> **TRY IT**:
An exact transcript of all the records is required, with nothing left out.

> **EXTRACTED INFORMATION**:
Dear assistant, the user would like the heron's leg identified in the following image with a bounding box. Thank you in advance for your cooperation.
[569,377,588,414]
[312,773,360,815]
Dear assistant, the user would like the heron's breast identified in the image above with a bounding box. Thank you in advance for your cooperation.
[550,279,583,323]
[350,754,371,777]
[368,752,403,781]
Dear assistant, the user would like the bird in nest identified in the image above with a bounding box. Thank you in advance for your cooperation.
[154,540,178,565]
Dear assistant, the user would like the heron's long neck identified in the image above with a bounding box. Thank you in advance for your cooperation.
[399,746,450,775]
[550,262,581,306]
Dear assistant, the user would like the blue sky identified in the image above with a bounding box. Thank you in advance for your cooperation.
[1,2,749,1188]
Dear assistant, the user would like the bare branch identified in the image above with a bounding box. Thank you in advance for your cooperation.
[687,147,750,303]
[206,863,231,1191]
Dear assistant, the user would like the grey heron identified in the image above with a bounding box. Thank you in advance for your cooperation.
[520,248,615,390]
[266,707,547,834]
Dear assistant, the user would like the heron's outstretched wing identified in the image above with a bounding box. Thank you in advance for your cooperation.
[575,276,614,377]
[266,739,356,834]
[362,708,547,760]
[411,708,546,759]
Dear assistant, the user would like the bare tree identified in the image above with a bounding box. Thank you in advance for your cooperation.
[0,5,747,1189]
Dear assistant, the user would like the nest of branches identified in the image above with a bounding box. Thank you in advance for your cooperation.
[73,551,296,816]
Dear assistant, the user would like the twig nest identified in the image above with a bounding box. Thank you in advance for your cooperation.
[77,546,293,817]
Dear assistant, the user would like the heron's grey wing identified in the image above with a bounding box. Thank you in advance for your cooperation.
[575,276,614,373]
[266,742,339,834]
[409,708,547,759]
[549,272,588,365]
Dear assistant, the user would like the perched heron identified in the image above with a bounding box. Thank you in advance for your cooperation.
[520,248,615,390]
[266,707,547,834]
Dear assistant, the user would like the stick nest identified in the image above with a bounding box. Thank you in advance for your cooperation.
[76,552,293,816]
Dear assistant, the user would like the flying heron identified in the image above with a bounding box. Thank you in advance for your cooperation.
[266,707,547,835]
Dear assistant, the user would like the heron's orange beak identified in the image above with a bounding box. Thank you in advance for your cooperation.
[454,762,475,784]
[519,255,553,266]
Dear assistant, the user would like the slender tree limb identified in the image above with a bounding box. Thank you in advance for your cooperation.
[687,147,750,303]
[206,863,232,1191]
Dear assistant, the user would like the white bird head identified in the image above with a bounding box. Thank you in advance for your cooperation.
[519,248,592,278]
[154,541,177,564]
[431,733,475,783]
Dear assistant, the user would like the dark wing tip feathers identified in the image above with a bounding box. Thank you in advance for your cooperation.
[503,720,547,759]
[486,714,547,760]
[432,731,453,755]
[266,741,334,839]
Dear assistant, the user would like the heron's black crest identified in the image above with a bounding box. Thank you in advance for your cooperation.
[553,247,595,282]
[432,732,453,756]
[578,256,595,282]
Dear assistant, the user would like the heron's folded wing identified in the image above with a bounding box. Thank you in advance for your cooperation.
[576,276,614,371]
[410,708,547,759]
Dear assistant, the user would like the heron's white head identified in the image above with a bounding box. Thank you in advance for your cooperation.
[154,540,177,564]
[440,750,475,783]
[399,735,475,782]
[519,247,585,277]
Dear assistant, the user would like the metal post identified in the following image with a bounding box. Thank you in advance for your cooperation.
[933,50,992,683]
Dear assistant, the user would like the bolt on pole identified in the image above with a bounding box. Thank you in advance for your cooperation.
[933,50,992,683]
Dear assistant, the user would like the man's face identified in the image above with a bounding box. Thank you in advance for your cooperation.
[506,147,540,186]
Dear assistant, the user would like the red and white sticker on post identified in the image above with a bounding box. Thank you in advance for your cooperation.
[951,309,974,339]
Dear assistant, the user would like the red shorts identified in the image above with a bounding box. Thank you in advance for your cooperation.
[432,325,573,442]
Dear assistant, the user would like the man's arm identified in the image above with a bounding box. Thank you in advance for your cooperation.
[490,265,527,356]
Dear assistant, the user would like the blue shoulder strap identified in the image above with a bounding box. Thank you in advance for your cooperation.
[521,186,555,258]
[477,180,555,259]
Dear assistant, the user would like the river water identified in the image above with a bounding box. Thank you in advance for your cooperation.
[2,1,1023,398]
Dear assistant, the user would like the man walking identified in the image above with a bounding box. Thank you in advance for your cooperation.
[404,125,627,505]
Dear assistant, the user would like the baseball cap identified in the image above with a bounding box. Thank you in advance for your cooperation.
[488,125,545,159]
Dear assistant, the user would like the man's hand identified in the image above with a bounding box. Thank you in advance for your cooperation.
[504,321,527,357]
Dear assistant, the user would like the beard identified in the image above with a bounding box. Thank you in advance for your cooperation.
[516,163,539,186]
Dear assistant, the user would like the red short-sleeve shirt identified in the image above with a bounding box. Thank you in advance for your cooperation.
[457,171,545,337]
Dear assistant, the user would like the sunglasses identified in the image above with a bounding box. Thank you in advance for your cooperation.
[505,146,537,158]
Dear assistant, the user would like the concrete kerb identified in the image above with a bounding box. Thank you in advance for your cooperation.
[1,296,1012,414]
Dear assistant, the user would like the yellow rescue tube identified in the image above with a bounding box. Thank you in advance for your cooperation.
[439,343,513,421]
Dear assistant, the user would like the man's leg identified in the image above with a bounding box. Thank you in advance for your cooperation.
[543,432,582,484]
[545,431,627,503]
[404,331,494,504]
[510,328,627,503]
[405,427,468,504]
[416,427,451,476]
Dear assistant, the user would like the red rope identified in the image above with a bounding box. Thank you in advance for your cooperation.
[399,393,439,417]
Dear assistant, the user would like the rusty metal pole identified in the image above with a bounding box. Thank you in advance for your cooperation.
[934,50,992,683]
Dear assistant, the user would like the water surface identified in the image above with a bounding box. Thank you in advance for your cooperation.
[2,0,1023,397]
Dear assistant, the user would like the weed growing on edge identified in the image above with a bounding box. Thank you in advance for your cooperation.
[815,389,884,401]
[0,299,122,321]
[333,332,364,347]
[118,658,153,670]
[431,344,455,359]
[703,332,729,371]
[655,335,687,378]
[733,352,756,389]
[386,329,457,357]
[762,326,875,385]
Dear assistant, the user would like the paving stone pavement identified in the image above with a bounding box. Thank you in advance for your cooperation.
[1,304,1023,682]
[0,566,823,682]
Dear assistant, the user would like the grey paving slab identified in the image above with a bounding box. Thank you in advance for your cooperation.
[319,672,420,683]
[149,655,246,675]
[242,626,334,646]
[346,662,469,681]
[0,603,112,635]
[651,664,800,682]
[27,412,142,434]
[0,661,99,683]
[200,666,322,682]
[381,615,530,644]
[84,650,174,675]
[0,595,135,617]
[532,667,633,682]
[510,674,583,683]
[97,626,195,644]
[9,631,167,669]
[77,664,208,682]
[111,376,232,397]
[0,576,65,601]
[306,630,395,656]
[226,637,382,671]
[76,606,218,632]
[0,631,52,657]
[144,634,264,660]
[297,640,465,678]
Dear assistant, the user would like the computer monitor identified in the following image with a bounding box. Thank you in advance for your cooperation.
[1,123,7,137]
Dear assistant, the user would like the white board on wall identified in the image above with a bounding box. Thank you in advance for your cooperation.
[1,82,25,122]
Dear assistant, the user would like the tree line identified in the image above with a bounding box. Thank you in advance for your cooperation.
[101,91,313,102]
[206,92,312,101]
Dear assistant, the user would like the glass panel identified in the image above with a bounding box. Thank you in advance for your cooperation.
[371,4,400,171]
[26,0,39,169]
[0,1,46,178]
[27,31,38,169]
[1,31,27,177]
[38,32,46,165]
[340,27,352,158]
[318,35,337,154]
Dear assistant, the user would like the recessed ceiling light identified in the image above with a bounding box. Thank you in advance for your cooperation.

> **RESPONSE**:
Dear assistant, the user would like the heron's leg identified in the following image with a bounding box. Thank you in advance for your cooperation.
[569,377,588,414]
[312,773,360,815]
Dear assistant, the user would like the heron's breast identified in the image above with a bounding box. Thank you in advance for your cooperation.
[550,279,583,323]
[350,754,371,777]
[368,752,403,781]
Dear assistant, the user would like the bird in nest identified in the image above with a bounding box. Thank you in advance for your cooperation.
[154,540,178,565]
Dear assistant, the user would like the heron's long neck identified in the image above with a bounding box. Thank you in advance for your cooperation.
[399,746,450,775]
[550,262,581,306]
Dear assistant, the user would like the blue sky identified in the image above with a bounding box. Thank you in advance for your cooperation.
[1,2,749,1188]
Dear assistant, the user would like the bare branch identified in the image above with a bounding box. Thank you in advance for your cooperation.
[687,147,750,303]
[206,863,231,1191]
Dear assistant, the user would like the grey heron identified in the image above with a bounding box. Thank you in advance for your cooperation.
[520,248,615,390]
[266,707,547,834]
Dear assistant, the user would like the heron's outstretched wing identified in the image above with a bounding box. Thank you in advance for your cooperation.
[575,276,614,377]
[266,739,356,834]
[362,708,547,760]
[411,708,546,759]
Dear assistant, the user would like the bare tree identified in the image above with a bounding box. Thank you in advance for your cooperation.
[0,5,747,1189]
Dear assistant, the user would like the nest of branches identified in the image above with a bounding box. Thank you in advance for your cooperation.
[73,551,296,816]
Dear assistant, the user would like the twig nest identified in the image above with a bounding box. Thank you in advance for your cooperation.
[77,546,293,817]
Dear assistant, the user would like the heron's grey wing identified in the image above with a bounding box. Thank you in advance for your cooperation.
[575,276,614,373]
[266,742,339,834]
[409,708,547,759]
[549,272,588,365]
Dear assistant, the user would like the perched heron identified in the image above with a bounding box. Thank you in advance for your cooperation.
[520,248,615,390]
[266,707,547,834]
Dear assistant, the user would like the stick nest identified in the image above with a bounding box. Thank you in advance for your cooperation.
[76,552,293,816]
Dear assistant, the user would like the flying heron identified in the image above with a bounding box. Thank you in advance for your cooperation.
[266,707,547,835]
Dear assistant, the user would like the heron's orange beak identified in the image above with a bounding box. Thank you in advance for your cooperation.
[454,762,475,784]
[519,255,553,266]
Dear assistant, the user would like the slender tree limb identified in the image above with a bounding box. Thank you in advance for your cooperation.
[687,147,750,303]
[206,863,232,1191]
Dear assistant, the user would like the white bird head identified in the image above with a bounding box. Thank you in advance for your cooperation.
[519,248,592,278]
[154,541,177,564]
[431,733,475,783]
Dear assistant, the user would like the dark wing tip feathers identified in the image above with a bounding box. Thank you in advance for your cooperation.
[503,720,547,759]
[486,714,547,760]
[432,731,453,755]
[266,741,334,839]
Dear assistant, the user would like the heron's black crest identified in the image above with a bounding box. Thank you in advance for your cooperation.
[553,247,595,282]
[432,732,453,756]
[578,256,595,282]
Dear assistant, the user would like the heron's folded wing identified in the image above with a bounding box. Thank you in advance for your cooperation.
[576,276,614,371]
[410,708,547,759]
Dear assistant, the user would like the heron's white head identified in the image above with a bounding box. Thank you in advance for your cooperation.
[154,540,177,564]
[440,750,475,783]
[399,735,475,782]
[519,247,585,277]
Dear assistant, the user would like the metal post identified in the following image with a bounding box. Thank you in advance for your cooperation.
[933,50,992,683]
Dear assistant, the user would like the bolt on pole identified in the image above with a bounding box. Thank you in advance for your cooperation.
[933,50,992,683]
Dear assistant, the user would like the man's face identified in the image above with a bounding box. Thank you in advance for your cooperation.
[506,147,540,186]
Dear assistant, the user would like the red and white sticker on post identified in the image above with a bounding box. Thank you in advance for your cooperation.
[951,309,974,339]
Dear assistant, the user would like the red shorts identified in the image above with a bounding box. Thank you in advance for your cooperation.
[432,325,573,442]
Dear assistant, the user would like the man's arm identified in the image above with a bounding box. Thank you in advance for your cooperation.
[490,265,527,356]
Dear assistant, the user would like the blue shoulder strap identified in the image above with a bounding box. Thank you in advance for your cooperation.
[521,186,555,258]
[477,180,555,259]
Dear assistant, the user would like the river water identified in the image above with a bounding box. Thank you in advance for your cooperation.
[2,1,1023,398]
Dear assistant, the user would like the man walking identified in the image above with a bounding box. Thank you in advance for your cooperation.
[404,125,627,505]
Dear assistant, the user would like the baseball cap identified in the image above with a bounding box. Thank you in advance for your cooperation.
[488,125,545,159]
Dear assistant, the user would like the man's hand identified in the image above with a bounding box. Thank you in advance for your cooperation.
[504,321,527,357]
Dear assistant, the user would like the beard identified in the image above with a bounding box. Thank you in advance for your cooperation.
[516,163,539,186]
Dear assistant, the user would like the red short-sleeve shirt identified in the image above with a bounding box. Thank you in advance for your cooperation.
[457,171,545,337]
Dear assistant, the user would like the sunglasses identified in the image above with a bounding box. Thank you in advance for your cooperation.
[505,146,537,158]
Dear assistant, the user would like the concrete kerb identified in the image above with a bounding box. Thank you in advance for your cooperation.
[1,296,1012,414]
Dear assistant, the user would like the yellow rescue tube identified in the image above with a bounding box. Thank you in advance for your cooperation.
[439,343,513,421]
Dear assistant, the user would like the man's leg identified in the image above with a bounding box. Thank you in advance for your cooperation.
[543,432,582,484]
[545,431,627,503]
[404,331,494,504]
[510,328,627,503]
[405,427,468,504]
[416,427,451,476]
Dear assistant, the user would like the red rope identified in the image above with a bounding box. Thank you in advance for your cooperation.
[399,393,439,417]
Dear assistant, the user would like the rusty metal pole identified in the image above with a bounding box. Thank you in advance for your cooperation.
[934,50,992,683]
Dear assistant, the user would like the water surface identified in the image above with a bounding box. Thank you in advance for your cooperation.
[2,0,1023,397]
Dear assistant, the user would like the weed growing on edge identified in the image above with a bounding box. Thank you in advance for your cooperation.
[815,389,884,401]
[0,299,122,321]
[333,332,364,347]
[118,658,153,670]
[431,344,455,359]
[703,332,729,371]
[655,335,687,378]
[733,352,756,389]
[386,329,457,357]
[762,326,875,385]
Dear assistant, the user would like the paving stone pavement identified in the image above with a bounding box. Thank you in advance for your cooperation.
[1,304,1023,682]
[0,566,823,682]
Dear assistant, the user would like the grey paving slab identified in the image above with a bounding box. Thank you in advance for your cooperation.
[319,672,420,683]
[149,655,246,675]
[242,626,334,646]
[346,662,469,681]
[0,603,112,635]
[651,664,800,682]
[27,412,142,434]
[0,661,99,683]
[200,666,322,682]
[381,615,530,644]
[84,650,174,675]
[0,595,135,617]
[532,667,633,682]
[510,674,583,683]
[97,626,195,644]
[9,631,167,669]
[77,664,208,682]
[111,376,232,397]
[0,576,65,601]
[306,630,395,656]
[226,637,382,671]
[76,606,218,632]
[0,631,52,657]
[144,634,264,660]
[297,640,465,678]
Dear assistant, the user would like the computer monitor identified in the following image with a bounding box. Thank you in advance for your cooperation.
[1,123,7,137]
Dear assistant, the user would like the white board on wall identified in the image above with a bounding box. Thank you in advance for your cooperation.
[1,82,25,122]
Dear assistant, the user would like the tree line identified in the image above with a bounding box. Thank you in advance for your cooperation.
[101,91,313,102]
[206,92,312,101]
Dear assistant, the user would like the glass panel identified in the image above with a bounding box. Thank you in advance for your cooperation.
[371,4,400,171]
[26,0,39,169]
[0,1,46,178]
[27,31,38,169]
[1,31,27,177]
[38,32,46,165]
[340,27,352,158]
[318,35,337,154]
Dear assistant, the user would like the recessed ceiling light identified in the image above with a bounding box. Thank you in advance for your cooperation.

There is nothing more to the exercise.